## TEXTE PROPOSÉ
#####
Nous poursuivons, dans le cadre de cette année jubilaire centrée sur le Pardon, une série de catéchèses sur la signification du baptême, puisque ce dernier est la toute première expression de la Miséricorde divine à notre égard.
Le baptême nous purifie du péché originel – 1ère partie
Dans notre dernier entretien du mois de mars, nous avions évoqué combien la fidélité de Dieu à ses propres engagements, tout au long de l’histoire, est à la source de son incommensurable miséricorde envers les hommes. Et, de fait, le sacrement de baptême nous institue « enfants de Dieu » dans le cadre d’une Nouvelle Alliance au sein de laquelle, certes nous nous engageons envers Dieu en renonçant au mal et à Satan mais où Dieu, plus encore, s’engage à nous offrir la rémission de nos péchés tout en nous purifiant de la faute originelle héritée de nos premiers parents. Mais quelle est cette faute ? En quoi consiste-t-elle ? Quel est son impact ? Comment un tel péché pourrait-il effectivement se transmettre au fil des générations ? Autant de questions que nous essaierons d’aborder au cours de cette nouvelle catéchèse.
Le péché d’Adam et Ève
Dans un premier sens, on appelle « péché originel » le péché personnel que commirent Adam et Ève en transgressant le commandement divin qui leur stipulait, pour leur bien propre, de ne pas « goûter » au fruit de l’arbre de la connaissance du bien et du mal. Le « goût », dans le langage symbolique de la Bible, est associé à la connaissance expérimentale. En d’autres termes, si Adam et Ève, par leur intelligence et les secours de la grâce, pouvaient disposer d’une connaissance théorique et certaine du mal, toute connaissance expérimentale de ce dernier leur serait évidemment fatale. En effet, une chose est de savoir théoriquement que telle chose fait mal. Autre chose est d’en faire concrètement l’expérience à ses risques et périls. En désobéissant à Dieu par orgueil et défiance, Adam et Ève font malheureusement l’expérience concrète du mal. D’un mal moral et physique dont les conséquences seront désastreuses pour eux-mêmes et tous leurs descendants après eux. C’est pourquoi, dans un second sens, on appelle « péché originel » les dommages collatéraux, pour ainsi dire, que le péché d’Adam et Ève ont entrainés au sein même de leur propre nature humaine. Quand l’Église affirme donc que le baptême nous purifie du péché originel, c’est en ce second sens qu’il faut l’entendre.
#####
## DONNÉES FOURNIES
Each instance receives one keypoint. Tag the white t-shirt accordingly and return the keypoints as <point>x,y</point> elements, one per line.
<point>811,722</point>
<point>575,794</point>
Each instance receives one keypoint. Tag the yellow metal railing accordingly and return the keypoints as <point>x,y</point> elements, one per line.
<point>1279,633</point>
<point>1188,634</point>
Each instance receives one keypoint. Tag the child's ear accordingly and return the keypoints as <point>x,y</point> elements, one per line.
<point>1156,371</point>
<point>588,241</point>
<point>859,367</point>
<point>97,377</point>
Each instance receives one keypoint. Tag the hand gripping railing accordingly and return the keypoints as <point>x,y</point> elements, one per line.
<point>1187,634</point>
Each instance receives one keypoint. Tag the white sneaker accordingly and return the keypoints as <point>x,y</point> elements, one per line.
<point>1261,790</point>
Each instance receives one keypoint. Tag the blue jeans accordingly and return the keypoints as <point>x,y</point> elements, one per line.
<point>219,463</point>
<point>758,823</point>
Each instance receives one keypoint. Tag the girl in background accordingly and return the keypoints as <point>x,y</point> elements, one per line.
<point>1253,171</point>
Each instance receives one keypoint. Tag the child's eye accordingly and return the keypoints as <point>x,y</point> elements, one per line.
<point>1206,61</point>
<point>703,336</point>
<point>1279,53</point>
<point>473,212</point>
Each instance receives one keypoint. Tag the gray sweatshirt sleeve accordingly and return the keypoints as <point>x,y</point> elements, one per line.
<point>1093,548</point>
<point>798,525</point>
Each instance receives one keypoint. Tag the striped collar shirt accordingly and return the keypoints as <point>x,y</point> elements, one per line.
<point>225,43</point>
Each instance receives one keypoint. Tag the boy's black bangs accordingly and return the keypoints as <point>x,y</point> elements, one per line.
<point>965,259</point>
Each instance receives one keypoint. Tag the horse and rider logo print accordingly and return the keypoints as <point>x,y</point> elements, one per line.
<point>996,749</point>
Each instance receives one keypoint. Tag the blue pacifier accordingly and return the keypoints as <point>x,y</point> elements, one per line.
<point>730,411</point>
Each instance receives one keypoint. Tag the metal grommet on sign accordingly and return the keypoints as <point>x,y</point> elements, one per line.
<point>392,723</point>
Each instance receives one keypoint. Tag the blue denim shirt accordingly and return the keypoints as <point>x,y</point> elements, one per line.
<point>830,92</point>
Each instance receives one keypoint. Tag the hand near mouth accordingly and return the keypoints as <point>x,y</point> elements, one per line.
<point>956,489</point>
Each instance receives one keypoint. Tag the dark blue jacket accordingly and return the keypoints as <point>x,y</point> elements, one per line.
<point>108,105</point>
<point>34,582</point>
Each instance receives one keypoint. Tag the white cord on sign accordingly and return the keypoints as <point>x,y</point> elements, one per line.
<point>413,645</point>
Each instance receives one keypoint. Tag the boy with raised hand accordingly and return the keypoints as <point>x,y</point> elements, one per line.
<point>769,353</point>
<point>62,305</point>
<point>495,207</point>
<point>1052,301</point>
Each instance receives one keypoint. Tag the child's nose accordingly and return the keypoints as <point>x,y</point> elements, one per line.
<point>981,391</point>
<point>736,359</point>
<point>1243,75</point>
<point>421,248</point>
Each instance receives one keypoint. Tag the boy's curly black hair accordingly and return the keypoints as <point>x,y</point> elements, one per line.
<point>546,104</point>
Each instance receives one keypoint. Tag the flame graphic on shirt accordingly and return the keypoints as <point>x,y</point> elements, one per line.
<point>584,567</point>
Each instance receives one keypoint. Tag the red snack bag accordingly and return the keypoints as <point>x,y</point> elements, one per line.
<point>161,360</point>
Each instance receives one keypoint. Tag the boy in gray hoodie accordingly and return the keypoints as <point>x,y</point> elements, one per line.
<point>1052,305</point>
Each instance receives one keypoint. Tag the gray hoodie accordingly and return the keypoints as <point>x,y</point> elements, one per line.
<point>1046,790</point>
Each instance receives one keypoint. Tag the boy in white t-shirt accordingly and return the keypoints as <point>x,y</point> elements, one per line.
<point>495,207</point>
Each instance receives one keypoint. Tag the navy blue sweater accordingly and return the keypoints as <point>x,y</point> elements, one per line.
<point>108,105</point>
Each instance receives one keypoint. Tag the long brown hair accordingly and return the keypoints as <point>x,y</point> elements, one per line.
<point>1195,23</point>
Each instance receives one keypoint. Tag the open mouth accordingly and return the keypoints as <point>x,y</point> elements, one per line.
#####
## CONSIGNE À SUIVRE
D'après la catéchèse sur le baptême, à quoi le « goût » est-il associé dans le langage symbolique de la Bible ? Répondez en quelques mots, s'il vous plaît.

## EXERCICE CORRIGÉ
À la connaissance expérimentale.